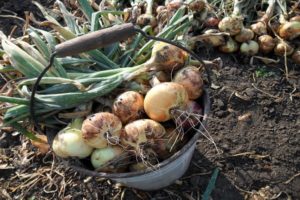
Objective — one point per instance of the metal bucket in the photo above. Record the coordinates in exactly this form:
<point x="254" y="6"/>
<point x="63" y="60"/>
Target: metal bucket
<point x="167" y="171"/>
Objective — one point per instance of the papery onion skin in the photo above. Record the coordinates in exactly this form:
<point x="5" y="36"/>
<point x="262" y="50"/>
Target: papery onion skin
<point x="290" y="30"/>
<point x="296" y="56"/>
<point x="101" y="157"/>
<point x="167" y="57"/>
<point x="246" y="34"/>
<point x="230" y="46"/>
<point x="99" y="127"/>
<point x="140" y="132"/>
<point x="162" y="98"/>
<point x="266" y="43"/>
<point x="129" y="106"/>
<point x="249" y="48"/>
<point x="69" y="143"/>
<point x="190" y="78"/>
<point x="232" y="25"/>
<point x="283" y="48"/>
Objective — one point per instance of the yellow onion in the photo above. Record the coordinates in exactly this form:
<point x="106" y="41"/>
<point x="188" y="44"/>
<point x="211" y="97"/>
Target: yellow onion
<point x="232" y="25"/>
<point x="101" y="129"/>
<point x="230" y="46"/>
<point x="129" y="106"/>
<point x="283" y="48"/>
<point x="167" y="57"/>
<point x="69" y="142"/>
<point x="190" y="78"/>
<point x="290" y="30"/>
<point x="296" y="56"/>
<point x="211" y="37"/>
<point x="249" y="48"/>
<point x="163" y="98"/>
<point x="141" y="132"/>
<point x="266" y="43"/>
<point x="245" y="35"/>
<point x="109" y="159"/>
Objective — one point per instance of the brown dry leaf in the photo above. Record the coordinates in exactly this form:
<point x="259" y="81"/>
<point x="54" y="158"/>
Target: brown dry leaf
<point x="43" y="146"/>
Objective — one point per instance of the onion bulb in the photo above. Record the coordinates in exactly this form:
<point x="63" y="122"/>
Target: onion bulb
<point x="163" y="98"/>
<point x="283" y="48"/>
<point x="190" y="78"/>
<point x="232" y="25"/>
<point x="245" y="35"/>
<point x="290" y="30"/>
<point x="141" y="132"/>
<point x="249" y="48"/>
<point x="109" y="159"/>
<point x="167" y="57"/>
<point x="296" y="56"/>
<point x="230" y="46"/>
<point x="101" y="129"/>
<point x="266" y="43"/>
<point x="128" y="106"/>
<point x="69" y="142"/>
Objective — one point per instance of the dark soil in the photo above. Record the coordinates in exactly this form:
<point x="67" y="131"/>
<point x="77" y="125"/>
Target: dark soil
<point x="259" y="153"/>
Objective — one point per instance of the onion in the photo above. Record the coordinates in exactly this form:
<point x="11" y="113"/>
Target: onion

> [To do] Pull out every line of the records that includes the string "Objective".

> [Output of the exercise]
Objective — one point per instance of the metal bucket in the photo above. Record the coordinates in exactly this form:
Objective — one point per instance of the papery onion skin in the photo above. Record the coordinates in exactly this form:
Objective — one point per instance of the yellow onion in the photo above. Record the coordinates in exactly this form:
Objective — one point per instance of the brown dry leaf in the photo above. Record the coordinates in exactly this form:
Objective — one point per instance of the onion bulb in the photo above. Record the coordinates in exactly this form:
Objective — one point per instance of the dark soil in the photo above. Record the coordinates in exactly this form:
Objective — one point per instance of the onion in the photo above. Record the coordinates in exactly this form:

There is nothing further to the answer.